++++ WORKING DATA
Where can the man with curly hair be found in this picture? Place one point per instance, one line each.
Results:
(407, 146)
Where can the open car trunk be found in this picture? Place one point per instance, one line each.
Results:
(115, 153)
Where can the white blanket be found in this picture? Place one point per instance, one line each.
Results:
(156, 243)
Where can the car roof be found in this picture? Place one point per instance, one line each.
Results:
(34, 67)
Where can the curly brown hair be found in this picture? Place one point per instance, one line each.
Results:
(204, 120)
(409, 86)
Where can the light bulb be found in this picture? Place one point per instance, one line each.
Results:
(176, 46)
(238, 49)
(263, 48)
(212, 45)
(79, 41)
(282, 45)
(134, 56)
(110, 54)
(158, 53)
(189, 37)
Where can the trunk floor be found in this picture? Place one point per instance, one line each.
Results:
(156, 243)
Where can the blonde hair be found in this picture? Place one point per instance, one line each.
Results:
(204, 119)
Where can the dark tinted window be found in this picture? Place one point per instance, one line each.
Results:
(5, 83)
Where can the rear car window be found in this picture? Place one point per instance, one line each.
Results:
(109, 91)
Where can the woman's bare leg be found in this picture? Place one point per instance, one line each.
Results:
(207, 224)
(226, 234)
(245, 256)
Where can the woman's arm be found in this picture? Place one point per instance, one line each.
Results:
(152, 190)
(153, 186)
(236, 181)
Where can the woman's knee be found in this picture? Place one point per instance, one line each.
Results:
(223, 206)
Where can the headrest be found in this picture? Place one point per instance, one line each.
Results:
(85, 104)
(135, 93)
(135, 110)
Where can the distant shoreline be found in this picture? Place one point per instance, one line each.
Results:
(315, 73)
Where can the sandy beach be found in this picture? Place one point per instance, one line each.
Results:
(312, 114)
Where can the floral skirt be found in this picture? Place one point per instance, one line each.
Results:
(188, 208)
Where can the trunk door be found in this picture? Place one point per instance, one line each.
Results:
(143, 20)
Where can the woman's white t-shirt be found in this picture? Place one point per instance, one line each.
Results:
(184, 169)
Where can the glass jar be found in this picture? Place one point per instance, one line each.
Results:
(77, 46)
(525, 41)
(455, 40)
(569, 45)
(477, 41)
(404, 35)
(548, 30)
++++++++
#### ACTION ITEM
The range runs from the line with "Where can the glass" to the last line of the entries above, both included. Restate it word for word.

#### SOLUTION FOR THIS EXERCISE
Where can the glass jar be found in this picture? Place one point per instance, one line each.
Results:
(77, 46)
(525, 41)
(455, 40)
(569, 45)
(477, 41)
(404, 35)
(548, 30)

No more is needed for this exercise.